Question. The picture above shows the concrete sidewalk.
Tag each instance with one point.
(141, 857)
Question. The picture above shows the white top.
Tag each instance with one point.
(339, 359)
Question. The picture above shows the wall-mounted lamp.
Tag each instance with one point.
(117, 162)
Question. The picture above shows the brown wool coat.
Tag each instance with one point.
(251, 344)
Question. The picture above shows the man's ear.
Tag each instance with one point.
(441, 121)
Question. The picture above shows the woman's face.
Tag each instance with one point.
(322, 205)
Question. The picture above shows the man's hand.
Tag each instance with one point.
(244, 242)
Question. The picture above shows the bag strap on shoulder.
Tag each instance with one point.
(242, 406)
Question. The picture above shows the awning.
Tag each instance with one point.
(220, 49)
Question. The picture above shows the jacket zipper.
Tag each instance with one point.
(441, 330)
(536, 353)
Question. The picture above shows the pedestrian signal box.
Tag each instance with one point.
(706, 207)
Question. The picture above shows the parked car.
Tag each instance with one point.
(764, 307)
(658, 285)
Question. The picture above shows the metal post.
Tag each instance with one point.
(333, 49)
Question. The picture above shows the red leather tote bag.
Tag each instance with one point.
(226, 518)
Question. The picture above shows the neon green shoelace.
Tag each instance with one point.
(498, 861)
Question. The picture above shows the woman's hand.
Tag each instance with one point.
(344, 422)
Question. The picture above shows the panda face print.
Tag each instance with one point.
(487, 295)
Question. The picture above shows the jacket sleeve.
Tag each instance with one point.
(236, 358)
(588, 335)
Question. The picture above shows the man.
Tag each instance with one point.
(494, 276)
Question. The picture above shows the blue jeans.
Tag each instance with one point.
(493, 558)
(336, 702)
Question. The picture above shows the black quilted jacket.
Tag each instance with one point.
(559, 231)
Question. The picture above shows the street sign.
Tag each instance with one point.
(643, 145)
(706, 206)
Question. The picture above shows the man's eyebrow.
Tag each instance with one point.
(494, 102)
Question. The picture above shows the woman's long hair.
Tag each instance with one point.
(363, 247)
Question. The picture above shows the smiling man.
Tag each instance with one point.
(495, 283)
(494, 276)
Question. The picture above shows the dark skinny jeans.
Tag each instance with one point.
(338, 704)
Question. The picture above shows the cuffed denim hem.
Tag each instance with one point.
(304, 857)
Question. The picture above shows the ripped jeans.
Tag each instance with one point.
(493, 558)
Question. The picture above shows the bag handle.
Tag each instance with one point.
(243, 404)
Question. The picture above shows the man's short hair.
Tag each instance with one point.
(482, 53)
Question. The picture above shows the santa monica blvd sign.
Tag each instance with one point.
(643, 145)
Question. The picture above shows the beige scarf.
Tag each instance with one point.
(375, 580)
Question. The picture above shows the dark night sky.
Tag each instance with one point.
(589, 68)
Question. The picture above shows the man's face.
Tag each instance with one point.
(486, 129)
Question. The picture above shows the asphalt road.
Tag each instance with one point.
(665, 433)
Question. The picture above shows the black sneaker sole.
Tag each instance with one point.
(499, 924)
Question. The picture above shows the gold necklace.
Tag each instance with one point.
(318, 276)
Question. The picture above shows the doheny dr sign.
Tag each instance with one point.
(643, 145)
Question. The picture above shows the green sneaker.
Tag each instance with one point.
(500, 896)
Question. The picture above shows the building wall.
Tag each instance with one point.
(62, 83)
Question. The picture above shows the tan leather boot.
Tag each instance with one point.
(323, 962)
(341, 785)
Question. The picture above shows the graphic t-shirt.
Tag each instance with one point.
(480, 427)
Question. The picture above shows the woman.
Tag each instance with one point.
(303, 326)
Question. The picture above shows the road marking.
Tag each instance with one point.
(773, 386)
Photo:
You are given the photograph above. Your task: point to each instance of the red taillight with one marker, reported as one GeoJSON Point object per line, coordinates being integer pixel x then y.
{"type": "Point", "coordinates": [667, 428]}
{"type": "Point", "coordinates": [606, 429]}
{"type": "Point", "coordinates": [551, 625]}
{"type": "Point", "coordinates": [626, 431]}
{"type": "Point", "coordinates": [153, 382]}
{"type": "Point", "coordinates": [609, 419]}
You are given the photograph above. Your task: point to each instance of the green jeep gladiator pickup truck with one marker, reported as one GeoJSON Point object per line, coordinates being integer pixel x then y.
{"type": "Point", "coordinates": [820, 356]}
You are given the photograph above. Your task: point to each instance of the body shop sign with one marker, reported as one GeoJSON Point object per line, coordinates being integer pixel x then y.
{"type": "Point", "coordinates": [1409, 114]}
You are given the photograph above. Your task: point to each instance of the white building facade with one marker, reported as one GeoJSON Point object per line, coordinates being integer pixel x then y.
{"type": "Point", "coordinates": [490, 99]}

[TO BE DONE] Each record above should be repeated exactly as it appears.

[SOLUTION TO THIS PROBLEM]
Question. The picture above shows the concrete sidewalk.
Tag each instance with one point.
(141, 857)
Question. The picture above shows the white top.
Tag each instance with one point.
(339, 359)
Question. The picture above shows the wall-mounted lamp.
Tag each instance with one point.
(117, 162)
Question. The picture above shows the brown wool coat.
Tag each instance with one point.
(251, 344)
Question. The picture above shows the man's ear.
Tag each instance with one point.
(441, 121)
Question. The picture above shows the woman's face.
Tag each instance with one point.
(322, 205)
Question. The picture above shows the man's hand.
Tag each instance with one point.
(244, 242)
Question. The picture above shows the bag strap on shoulder.
Tag each instance with one point.
(242, 406)
Question. The picture above shows the awning.
Tag each instance with one point.
(220, 49)
Question. The picture above shows the jacket zipper.
Tag each instance with one point.
(441, 330)
(536, 353)
Question. The picture above shows the pedestrian signal box.
Tag each instance with one point.
(706, 207)
Question. The picture above shows the parked car.
Tag each instance with one point.
(764, 307)
(658, 285)
Question. The picture above shows the metal post.
Tag each instance with one point.
(333, 49)
Question. The picture above shows the red leather tote bag.
Tag each instance with one point.
(226, 518)
Question. The picture above shows the neon green shoelace.
Tag each instance with one point.
(498, 861)
Question. The picture above shows the woman's hand.
Tag each instance with one point.
(344, 422)
Question. The picture above shows the panda face print.
Tag each instance with one point.
(487, 295)
Question. The picture above shows the jacket sleeve.
Tag each instance with one point.
(236, 358)
(588, 335)
Question. The picture above shows the man.
Tag each instance with one point.
(494, 276)
Question. The picture above shows the blue jeans.
Tag each instance with one point.
(493, 558)
(336, 702)
Question. The picture above shows the black quilted jacket.
Tag each instance with one point.
(559, 231)
Question. The picture above shows the street sign.
Tag each instance with one point.
(643, 145)
(706, 206)
Question. The picture above shows the man's eyebrow.
Tag each instance with one point.
(494, 102)
Question. The picture above shows the woman's long hair.
Tag each instance with one point.
(363, 247)
Question. The picture above shows the smiling man.
Tag each instance with one point.
(495, 283)
(494, 276)
Question. The picture above shows the dark skinny jeans.
Tag each instance with one point.
(338, 704)
Question. The picture above shows the cuffed denim hem.
Tag each instance with one point.
(304, 857)
Question. The picture above shows the ripped jeans.
Tag each instance with one point.
(493, 558)
Question. The picture above shows the bag handle.
Tag each instance with one point.
(243, 404)
Question. The picture above shows the man's short hair.
Tag each instance with one point.
(482, 53)
Question. The picture above shows the santa monica blvd sign.
Tag each instance with one point.
(643, 145)
Question. The picture above shows the beige scarf.
Tag each instance with one point.
(375, 580)
Question. The picture above shows the dark night sky.
Tag each instance with one point.
(589, 68)
Question. The picture above shows the man's face.
Tag each instance with one point.
(486, 129)
Question. The picture above shows the asphalt road.
Tag each instance with one point.
(665, 433)
Question. The picture above shows the black sneaker sole.
Tag each instance with one point.
(499, 924)
Question. The picture above shows the gold necklace.
Tag each instance with one point.
(318, 276)
Question. The picture above shows the doheny dr sign.
Tag each instance with one point.
(643, 145)
Question. The picture above shows the green sneaker.
Tag each instance with one point.
(500, 896)
Question. The picture above shows the building wall.
Tag each instance with one point.
(62, 83)
Question. The picture above shows the tan leather boot.
Tag each instance with one point.
(323, 962)
(341, 785)
Question. The picture above shows the graphic t-shirt.
Tag each instance with one point.
(480, 427)
Question. The picture above shows the woman.
Tag each instance with one point.
(303, 326)
Question. The picture above shows the road marking.
Tag each instance with one point.
(773, 386)
Photo:
You are given the photograph above. Your task: point to each instance of the red taillight with one marker, reported as one GeoJSON Point object per line, coordinates being integer pixel x then y.
{"type": "Point", "coordinates": [667, 428]}
{"type": "Point", "coordinates": [606, 429]}
{"type": "Point", "coordinates": [551, 625]}
{"type": "Point", "coordinates": [626, 431]}
{"type": "Point", "coordinates": [153, 382]}
{"type": "Point", "coordinates": [609, 419]}
You are given the photograph above. Your task: point to each instance of the green jeep gladiator pickup truck with one marker, reported as one GeoJSON Point object per line, coordinates being integer pixel x then y.
{"type": "Point", "coordinates": [820, 356]}
You are given the photograph above. Your task: point to each instance of the body shop sign with one marker, reported as one GeoJSON Point object per line, coordinates being integer pixel x then y.
{"type": "Point", "coordinates": [1409, 114]}
You are given the photograph above. Your task: point to each instance of the white building facade with one marker, reported as one GeoJSON Point object per line, coordinates being integer pixel x then y.
{"type": "Point", "coordinates": [490, 99]}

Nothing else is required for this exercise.